## TASKS FOR THIS EXERCISE:
A. Answer these from the email on dictionary definitions of density:
(i) Which dictionary permits only area or volume as spatial extensions?
(ii) In what case does The New Century allow area?
(iii) According to the writer, what does "Webster's" currently mean?
B. Echo word for word the part of the email on dictionary definitions of density that begins at the words "I consulted some" and ends after "of spatial extension.".

## TEXT:
#####
At 10:12 5/1/99 -0400, you wrote:

(According to my edition of Webster's, density is "the quantity per unit
volume, unit area, or unit length")
....
Robert Cohen

I am sorry to report that the current meaning of "Webster's" is
'any American generic dictionary.' There is no longer any copyright.

I consulted some of the dictionaries titled "Webster's" in my
possession:

Like yours, the Merriam Third International Vol 1 of 3 (Enc Brit 59)
accepts one, two and three dimensions of spatial extension.

The Lexicon 91 (which used as its source the Larousse International 91)
permits just two spatial extensions: area or volume.

The Ottenheimer 86 by John Allee GWU permits of no more than one
extension - volume

The Bell 80 Compendium derived from Ottenheimer, mentions only volume.


Of Non-Webster dictionaries, The New Century prefers volume except for
electricity where it allows area

And the fundamental dictionary of the language, the OED (as relayed by
two concise editions) cleaves to the volumetric denominator:
Oxford Current English OUP 96, and Concise Oxford, Clarendon 51 as
reprinted...

Various editions of Enc Brit and McGraw-Hill Enc Sci Tech concur on the
'density' definition with Oxford as mass per volume, as it happens.
#####
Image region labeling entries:
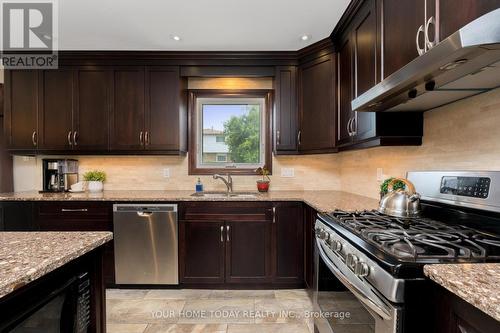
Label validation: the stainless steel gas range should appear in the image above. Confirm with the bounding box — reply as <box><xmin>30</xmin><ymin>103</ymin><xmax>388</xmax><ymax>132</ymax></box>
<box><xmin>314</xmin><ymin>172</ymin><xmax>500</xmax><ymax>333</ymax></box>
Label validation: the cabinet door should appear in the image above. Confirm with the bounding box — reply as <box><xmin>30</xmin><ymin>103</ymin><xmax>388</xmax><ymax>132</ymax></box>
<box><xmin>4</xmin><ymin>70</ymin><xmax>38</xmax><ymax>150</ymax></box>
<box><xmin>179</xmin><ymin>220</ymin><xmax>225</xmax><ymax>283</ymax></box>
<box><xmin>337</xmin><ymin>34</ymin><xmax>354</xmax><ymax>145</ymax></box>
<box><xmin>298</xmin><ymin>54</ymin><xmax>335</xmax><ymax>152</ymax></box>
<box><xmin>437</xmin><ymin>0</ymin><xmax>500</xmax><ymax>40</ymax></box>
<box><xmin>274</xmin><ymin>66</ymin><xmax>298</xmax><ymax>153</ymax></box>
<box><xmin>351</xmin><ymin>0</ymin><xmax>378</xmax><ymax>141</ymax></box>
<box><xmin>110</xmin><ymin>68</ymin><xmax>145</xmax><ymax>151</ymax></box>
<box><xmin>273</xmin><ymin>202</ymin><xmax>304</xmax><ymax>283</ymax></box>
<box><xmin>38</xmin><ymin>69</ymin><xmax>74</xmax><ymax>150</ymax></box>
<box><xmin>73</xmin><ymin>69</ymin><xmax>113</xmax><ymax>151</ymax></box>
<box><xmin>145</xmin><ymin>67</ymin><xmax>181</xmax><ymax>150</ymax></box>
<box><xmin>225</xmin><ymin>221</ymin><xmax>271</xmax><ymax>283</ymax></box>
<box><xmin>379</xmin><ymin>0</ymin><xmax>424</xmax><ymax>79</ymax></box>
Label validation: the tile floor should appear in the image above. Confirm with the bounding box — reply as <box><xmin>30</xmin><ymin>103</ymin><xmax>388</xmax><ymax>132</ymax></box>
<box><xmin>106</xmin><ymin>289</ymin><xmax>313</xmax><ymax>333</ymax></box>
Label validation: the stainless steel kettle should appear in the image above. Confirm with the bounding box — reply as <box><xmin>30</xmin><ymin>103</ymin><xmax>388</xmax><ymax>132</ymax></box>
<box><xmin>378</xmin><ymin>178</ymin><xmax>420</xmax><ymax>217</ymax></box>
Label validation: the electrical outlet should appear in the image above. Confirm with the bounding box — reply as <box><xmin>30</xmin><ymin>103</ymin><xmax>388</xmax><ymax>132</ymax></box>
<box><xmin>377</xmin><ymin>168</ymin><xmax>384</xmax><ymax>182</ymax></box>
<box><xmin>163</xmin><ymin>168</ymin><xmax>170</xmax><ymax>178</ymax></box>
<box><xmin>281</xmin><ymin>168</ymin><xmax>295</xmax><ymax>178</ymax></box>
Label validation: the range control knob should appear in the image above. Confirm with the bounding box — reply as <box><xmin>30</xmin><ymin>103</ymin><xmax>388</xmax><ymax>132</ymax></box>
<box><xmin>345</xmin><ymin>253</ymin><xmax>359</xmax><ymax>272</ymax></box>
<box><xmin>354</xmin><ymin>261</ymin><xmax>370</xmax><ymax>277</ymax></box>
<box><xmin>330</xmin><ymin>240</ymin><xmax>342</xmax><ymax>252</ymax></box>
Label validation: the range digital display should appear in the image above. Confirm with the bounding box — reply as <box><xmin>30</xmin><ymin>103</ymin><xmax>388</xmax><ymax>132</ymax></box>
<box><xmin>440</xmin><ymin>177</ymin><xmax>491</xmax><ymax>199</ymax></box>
#####
## TASK-BY-TASK ANSWERS:
A.
(i) The Lexicon 91
(ii) Electricity
(iii) Any American generic dictionary

B.
I consulted some of the dictionaries titled "Webster's" in my
possession:

Like yours, the Merriam Third International Vol 1 of 3 (Enc Brit 59)
accepts one, two and three dimensions of spatial extension.